■ ЗАДАНИЯ УПРАЖНЕНИЯ ■
1 – Верните из отрывка о власти и управлении, приведенного ниже, всё от слов «Наличие власти, однако, не» и вниз до слов «не обеспечивает управление.».
2 – Перечислите все строки записей, где встречается слово «flame», копируя каждую без изменений.

==== ПОКАЗАННЫЙ ОТРЫВОК ====

Что обеспечивает успех политики правительства? Очевидно, само правительство не может осуществлять свои программы; они воплощаются в жизнь только в том случае, если ему удается направить активность людей в нужном направлении. Тем самым его способность [с.175] достигнуть желаемых целей зависит от способности заставить людей действовать в соответствии с его намерениями (планами), т.е. от власти над этими людьми. Власть (власть над) является необходимым условием управления, это основа управления, его движущая сила. Без способности направлять и изменять действия людей управления нет. Не имея власти, отец не может воспитывать сына, менеджер не в силах обеспечить производственную дисциплину, а офицер не в состоянии руководить солдатами. Другими словами, тот, кто выполняет управленческие функции, должен иметь власть над своими подчиненными, т.е. управляющий субъект всегда должен быть субъектом власти. По этой причине политологи склонны объяснять политические процессы в терминах власти и не всегда тщательно различают власть над людьми и способность добиться желаемых результатов (управление).

Наличие власти, однако, не гарантирует достижения желаемого результата. Офицер может быть хорошим субъектом власти (он всегда способен заставить своих подчиненных делать то, что он хочет), но плохим управляющим, если, например, он не может предвидеть последствий осуществления своей власти или же его власть используется не по назначению. Коммунистический режим в Советском Союзе, уже отмечалось, имел огромную власть над людьми; партийно-государственные структуры были весьма эффективны как инструменты мобилизации и манипуляции. Но и они оказались не в силах достичь целей, заявленных в Программе КПСС и резолюциях партсъездов. В данном случае власть не обеспечивает управление.

==== ЗАПИСИ НАБОРА ДАННЫХ ====

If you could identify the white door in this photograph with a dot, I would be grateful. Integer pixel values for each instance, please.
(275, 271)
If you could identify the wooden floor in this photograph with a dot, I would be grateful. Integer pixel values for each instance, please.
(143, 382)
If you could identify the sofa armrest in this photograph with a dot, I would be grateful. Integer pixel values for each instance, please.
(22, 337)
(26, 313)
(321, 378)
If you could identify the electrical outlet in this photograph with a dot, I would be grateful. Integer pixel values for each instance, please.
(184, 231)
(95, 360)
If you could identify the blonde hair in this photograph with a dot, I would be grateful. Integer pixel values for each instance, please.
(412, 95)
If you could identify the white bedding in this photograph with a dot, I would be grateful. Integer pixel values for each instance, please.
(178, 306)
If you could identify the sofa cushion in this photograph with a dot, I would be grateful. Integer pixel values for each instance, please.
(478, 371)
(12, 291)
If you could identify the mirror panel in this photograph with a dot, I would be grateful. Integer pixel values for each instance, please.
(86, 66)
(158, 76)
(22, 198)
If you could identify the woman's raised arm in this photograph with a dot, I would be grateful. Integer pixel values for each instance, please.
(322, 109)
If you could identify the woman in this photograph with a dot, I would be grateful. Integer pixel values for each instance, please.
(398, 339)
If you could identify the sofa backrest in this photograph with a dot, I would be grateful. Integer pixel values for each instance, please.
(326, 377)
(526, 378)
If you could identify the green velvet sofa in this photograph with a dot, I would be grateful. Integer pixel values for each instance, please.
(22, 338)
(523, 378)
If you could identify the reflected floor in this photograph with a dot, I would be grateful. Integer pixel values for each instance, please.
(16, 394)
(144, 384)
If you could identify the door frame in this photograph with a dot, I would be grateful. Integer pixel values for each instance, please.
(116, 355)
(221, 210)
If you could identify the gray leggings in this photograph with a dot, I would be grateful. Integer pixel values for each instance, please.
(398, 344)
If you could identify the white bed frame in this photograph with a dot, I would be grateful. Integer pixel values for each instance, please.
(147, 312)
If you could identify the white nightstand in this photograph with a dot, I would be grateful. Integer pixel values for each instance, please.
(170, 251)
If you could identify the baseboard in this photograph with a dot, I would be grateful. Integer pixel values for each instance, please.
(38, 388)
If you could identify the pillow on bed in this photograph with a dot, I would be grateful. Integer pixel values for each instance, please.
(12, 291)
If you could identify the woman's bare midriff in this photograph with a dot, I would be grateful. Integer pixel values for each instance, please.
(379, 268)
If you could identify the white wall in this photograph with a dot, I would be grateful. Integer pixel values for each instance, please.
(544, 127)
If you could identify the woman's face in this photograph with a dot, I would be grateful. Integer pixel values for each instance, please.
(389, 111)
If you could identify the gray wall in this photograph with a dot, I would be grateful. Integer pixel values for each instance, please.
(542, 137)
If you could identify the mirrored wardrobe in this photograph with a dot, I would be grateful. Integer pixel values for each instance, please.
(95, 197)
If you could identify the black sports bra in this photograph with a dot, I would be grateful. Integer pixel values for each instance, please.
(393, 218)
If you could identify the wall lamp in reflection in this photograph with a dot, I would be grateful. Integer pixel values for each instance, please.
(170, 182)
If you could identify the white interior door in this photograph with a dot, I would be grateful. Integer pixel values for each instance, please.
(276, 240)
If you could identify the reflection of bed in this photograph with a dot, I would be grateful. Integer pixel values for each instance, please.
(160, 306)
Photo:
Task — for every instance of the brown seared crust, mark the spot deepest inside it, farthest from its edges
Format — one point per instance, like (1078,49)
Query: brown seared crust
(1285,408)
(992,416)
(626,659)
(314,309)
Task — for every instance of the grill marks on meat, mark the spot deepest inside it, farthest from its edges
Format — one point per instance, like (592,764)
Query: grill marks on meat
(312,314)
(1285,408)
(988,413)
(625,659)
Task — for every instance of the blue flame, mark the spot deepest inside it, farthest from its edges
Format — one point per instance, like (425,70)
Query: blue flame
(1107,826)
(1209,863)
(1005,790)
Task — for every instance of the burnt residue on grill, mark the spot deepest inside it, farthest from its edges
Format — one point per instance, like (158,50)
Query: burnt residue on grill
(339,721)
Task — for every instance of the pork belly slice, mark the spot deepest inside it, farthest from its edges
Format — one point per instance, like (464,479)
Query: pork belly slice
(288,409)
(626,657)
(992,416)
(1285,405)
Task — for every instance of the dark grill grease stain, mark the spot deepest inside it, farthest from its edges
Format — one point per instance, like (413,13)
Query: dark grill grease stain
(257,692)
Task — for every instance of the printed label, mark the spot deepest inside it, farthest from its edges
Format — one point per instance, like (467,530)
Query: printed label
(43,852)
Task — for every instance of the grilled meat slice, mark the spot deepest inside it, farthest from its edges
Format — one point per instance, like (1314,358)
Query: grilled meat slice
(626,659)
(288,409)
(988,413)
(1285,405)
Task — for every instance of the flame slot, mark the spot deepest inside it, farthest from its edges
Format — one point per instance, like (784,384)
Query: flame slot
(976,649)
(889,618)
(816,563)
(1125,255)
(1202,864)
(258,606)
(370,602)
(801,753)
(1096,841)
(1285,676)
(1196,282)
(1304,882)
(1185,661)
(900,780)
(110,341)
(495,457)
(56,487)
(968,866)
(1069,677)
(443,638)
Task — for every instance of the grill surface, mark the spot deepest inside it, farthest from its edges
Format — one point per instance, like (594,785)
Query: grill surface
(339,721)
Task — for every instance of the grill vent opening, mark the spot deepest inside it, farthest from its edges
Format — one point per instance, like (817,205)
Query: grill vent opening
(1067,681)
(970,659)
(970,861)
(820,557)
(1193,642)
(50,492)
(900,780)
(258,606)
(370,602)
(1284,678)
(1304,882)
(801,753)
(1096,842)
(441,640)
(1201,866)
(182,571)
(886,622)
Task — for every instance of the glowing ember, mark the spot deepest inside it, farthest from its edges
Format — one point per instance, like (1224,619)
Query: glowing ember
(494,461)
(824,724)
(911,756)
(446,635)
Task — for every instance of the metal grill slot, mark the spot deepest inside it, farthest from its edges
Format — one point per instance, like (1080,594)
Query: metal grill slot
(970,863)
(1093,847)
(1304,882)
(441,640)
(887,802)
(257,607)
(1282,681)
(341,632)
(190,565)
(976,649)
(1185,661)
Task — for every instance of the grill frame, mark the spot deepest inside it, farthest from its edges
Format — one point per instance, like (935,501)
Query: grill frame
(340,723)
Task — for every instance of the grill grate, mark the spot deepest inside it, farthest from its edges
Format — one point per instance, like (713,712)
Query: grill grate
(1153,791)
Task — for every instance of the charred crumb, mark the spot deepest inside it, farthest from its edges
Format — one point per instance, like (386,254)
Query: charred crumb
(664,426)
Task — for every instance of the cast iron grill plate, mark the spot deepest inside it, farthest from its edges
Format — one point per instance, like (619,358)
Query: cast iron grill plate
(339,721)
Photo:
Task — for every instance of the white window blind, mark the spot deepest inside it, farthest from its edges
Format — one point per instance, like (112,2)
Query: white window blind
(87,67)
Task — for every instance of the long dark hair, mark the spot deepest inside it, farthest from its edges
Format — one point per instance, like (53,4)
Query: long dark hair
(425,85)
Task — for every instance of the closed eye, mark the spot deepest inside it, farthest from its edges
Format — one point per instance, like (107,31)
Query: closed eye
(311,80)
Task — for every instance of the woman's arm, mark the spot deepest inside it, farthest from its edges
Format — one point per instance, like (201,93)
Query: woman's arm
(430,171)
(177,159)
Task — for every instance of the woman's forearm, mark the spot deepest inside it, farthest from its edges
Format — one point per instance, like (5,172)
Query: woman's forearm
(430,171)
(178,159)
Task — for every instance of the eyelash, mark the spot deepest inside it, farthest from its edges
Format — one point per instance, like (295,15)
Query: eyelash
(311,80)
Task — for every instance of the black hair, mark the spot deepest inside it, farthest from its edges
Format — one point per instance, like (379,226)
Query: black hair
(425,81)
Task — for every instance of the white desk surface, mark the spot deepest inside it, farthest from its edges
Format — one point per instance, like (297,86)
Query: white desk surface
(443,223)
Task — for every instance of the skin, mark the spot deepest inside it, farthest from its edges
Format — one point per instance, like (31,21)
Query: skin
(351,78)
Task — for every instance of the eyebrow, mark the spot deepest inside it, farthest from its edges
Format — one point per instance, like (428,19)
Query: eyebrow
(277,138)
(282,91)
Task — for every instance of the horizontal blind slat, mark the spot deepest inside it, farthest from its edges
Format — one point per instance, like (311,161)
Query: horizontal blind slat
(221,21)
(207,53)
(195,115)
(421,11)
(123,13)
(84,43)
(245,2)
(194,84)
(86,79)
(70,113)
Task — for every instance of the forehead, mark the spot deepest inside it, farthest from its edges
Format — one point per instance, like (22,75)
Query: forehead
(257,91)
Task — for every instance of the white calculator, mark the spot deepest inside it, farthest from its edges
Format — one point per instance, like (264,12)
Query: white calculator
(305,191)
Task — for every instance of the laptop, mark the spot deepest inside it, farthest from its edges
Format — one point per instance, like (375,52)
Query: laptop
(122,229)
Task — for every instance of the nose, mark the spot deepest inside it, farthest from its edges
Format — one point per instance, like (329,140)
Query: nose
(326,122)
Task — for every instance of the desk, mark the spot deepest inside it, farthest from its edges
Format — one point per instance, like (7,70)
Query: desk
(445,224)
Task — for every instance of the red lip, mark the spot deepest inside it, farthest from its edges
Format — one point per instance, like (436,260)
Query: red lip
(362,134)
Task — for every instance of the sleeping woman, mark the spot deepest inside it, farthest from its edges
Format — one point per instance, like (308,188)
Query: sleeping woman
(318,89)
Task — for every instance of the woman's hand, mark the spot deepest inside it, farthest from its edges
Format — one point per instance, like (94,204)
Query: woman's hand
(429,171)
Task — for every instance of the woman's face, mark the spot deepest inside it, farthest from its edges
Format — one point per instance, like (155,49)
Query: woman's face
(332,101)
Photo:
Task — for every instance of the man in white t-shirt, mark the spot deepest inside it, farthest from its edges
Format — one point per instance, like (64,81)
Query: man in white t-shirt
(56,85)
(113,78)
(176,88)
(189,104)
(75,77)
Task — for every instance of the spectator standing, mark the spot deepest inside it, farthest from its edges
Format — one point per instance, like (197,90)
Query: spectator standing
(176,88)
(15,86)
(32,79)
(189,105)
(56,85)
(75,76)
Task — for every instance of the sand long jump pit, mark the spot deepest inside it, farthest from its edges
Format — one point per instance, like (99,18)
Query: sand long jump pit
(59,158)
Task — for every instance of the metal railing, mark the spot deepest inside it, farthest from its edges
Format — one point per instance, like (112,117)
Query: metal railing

====

■ ОТВЕТЫ НА ЗАДАНИЯ ■
1 –
Наличие власти, однако, не гарантирует достижения желаемого результата. Офицер может быть хорошим субъектом власти (он всегда способен заставить своих подчиненных делать то, что он хочет), но плохим управляющим, если, например, он не может предвидеть последствий осуществления своей власти или же его власть используется не по назначению. Коммунистический режим в Советском Союзе, уже отмечалось, имел огромную власть над людьми; партийно-государственные структуры были весьма эффективны как инструменты мобилизации и манипуляции. Но и они оказались не в силах достичь целей, заявленных в Программе КПСС и резолюциях партсъездов. В данном случае власть не обеспечивает управление.

2 –
Task — for every instance of the blue flame, mark the spot deepest inside it, farthest from its edges
Query: blue flame
Task — for every instance of the flame slot, mark the spot deepest inside it, farthest from its edges
Query: flame slot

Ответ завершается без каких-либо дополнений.